┌────────
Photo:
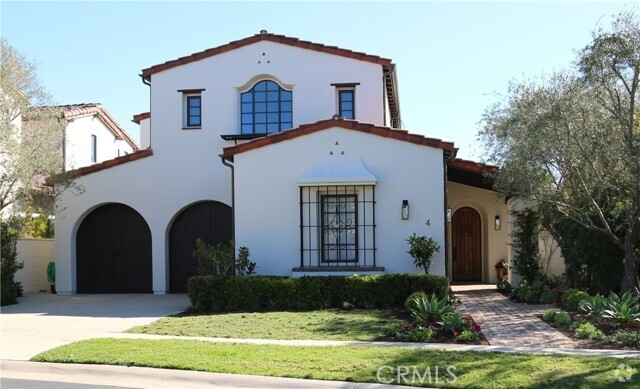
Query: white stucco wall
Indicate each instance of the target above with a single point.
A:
(267, 204)
(36, 255)
(310, 74)
(78, 142)
(489, 204)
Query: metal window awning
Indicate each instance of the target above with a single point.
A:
(337, 170)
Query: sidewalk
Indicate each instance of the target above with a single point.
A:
(142, 377)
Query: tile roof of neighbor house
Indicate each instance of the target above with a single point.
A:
(140, 117)
(264, 36)
(353, 125)
(83, 171)
(389, 68)
(71, 111)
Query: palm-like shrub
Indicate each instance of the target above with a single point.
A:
(427, 310)
(594, 305)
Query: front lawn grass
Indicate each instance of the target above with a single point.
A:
(365, 325)
(350, 363)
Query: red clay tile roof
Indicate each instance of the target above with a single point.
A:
(474, 166)
(140, 117)
(71, 111)
(83, 171)
(285, 40)
(354, 125)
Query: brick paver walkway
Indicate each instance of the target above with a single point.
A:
(507, 323)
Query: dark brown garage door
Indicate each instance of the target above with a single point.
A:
(113, 251)
(209, 221)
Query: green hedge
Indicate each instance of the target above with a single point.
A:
(214, 293)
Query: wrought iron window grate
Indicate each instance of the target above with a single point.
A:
(337, 226)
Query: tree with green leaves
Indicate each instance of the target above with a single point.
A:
(570, 142)
(31, 132)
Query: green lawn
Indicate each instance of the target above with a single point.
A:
(357, 364)
(317, 325)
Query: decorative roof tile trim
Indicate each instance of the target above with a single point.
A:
(474, 166)
(83, 171)
(266, 37)
(354, 125)
(140, 117)
(72, 111)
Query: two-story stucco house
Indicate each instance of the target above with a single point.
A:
(292, 148)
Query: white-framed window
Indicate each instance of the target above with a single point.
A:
(191, 108)
(266, 108)
(94, 148)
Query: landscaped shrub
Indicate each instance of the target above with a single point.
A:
(622, 309)
(588, 331)
(217, 293)
(562, 319)
(571, 298)
(594, 306)
(427, 310)
(549, 315)
(624, 338)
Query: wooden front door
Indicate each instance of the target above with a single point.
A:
(466, 245)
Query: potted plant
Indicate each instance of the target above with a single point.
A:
(422, 249)
(501, 269)
(51, 276)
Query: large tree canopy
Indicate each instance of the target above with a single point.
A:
(30, 132)
(571, 141)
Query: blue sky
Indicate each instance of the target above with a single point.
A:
(452, 57)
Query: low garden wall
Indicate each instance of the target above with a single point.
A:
(36, 255)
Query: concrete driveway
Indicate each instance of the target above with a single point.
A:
(42, 321)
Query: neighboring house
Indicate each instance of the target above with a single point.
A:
(92, 135)
(292, 148)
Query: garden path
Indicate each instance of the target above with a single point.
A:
(507, 323)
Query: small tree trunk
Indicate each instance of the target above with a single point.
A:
(630, 281)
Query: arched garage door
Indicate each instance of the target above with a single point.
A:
(209, 221)
(113, 251)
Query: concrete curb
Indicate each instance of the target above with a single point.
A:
(143, 377)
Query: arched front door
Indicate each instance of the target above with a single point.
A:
(209, 221)
(466, 245)
(113, 251)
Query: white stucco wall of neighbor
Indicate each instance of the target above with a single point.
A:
(78, 142)
(267, 196)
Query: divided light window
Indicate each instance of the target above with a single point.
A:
(194, 111)
(346, 103)
(266, 108)
(94, 148)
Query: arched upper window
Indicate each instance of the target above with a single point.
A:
(266, 108)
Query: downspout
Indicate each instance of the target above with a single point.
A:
(147, 81)
(226, 162)
(446, 161)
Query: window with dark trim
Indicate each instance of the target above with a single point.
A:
(346, 103)
(337, 226)
(194, 111)
(94, 148)
(266, 108)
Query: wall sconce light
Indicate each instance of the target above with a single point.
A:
(405, 209)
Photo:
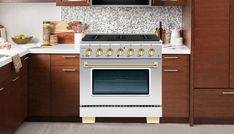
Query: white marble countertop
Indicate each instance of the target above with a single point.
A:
(66, 49)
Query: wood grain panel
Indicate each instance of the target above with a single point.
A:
(232, 44)
(65, 91)
(176, 92)
(213, 103)
(39, 85)
(64, 60)
(211, 60)
(211, 14)
(175, 60)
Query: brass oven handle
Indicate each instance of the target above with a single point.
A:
(171, 57)
(2, 89)
(87, 65)
(15, 79)
(171, 70)
(228, 93)
(70, 57)
(69, 70)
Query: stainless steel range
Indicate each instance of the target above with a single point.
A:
(121, 76)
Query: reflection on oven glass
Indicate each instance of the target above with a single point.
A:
(120, 82)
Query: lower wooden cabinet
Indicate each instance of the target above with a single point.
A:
(175, 86)
(39, 86)
(65, 91)
(13, 99)
(214, 103)
(53, 86)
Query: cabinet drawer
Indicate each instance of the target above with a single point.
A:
(175, 91)
(175, 60)
(214, 103)
(63, 60)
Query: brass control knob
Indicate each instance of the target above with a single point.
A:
(130, 52)
(99, 52)
(151, 52)
(120, 52)
(141, 52)
(109, 52)
(88, 52)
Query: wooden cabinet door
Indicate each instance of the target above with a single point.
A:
(65, 91)
(232, 44)
(39, 86)
(175, 86)
(3, 103)
(211, 48)
(23, 109)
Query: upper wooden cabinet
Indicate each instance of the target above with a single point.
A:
(72, 2)
(232, 45)
(168, 2)
(211, 44)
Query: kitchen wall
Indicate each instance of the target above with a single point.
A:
(27, 18)
(125, 20)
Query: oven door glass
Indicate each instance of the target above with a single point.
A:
(120, 81)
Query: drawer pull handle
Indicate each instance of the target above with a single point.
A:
(228, 93)
(171, 70)
(70, 70)
(1, 89)
(26, 58)
(171, 57)
(15, 79)
(70, 57)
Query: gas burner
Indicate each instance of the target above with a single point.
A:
(121, 37)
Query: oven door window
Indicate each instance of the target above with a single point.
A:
(120, 81)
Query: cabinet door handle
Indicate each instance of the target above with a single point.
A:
(70, 57)
(228, 93)
(171, 57)
(171, 70)
(26, 58)
(69, 70)
(15, 79)
(1, 89)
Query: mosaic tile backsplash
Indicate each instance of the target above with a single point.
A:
(132, 20)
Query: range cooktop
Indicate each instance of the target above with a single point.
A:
(120, 37)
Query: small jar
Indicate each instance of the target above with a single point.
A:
(53, 39)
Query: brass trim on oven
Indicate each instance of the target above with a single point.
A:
(87, 65)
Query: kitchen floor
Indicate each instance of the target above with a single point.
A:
(121, 128)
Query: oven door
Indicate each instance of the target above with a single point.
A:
(120, 81)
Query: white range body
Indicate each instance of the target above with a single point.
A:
(121, 79)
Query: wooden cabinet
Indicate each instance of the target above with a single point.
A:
(54, 86)
(175, 86)
(39, 86)
(232, 44)
(211, 48)
(65, 91)
(214, 103)
(72, 3)
(3, 104)
(168, 2)
(13, 98)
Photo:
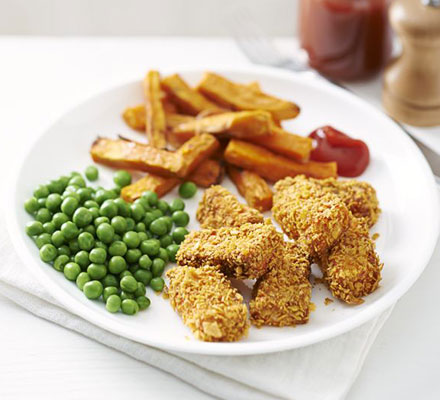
└────────
- _What is needed_
Lines with the word "trim": copy each one from the data above.

- _Response_
Query: decorative roof tile trim
Query: window with dark trim
Query: brass trim on oven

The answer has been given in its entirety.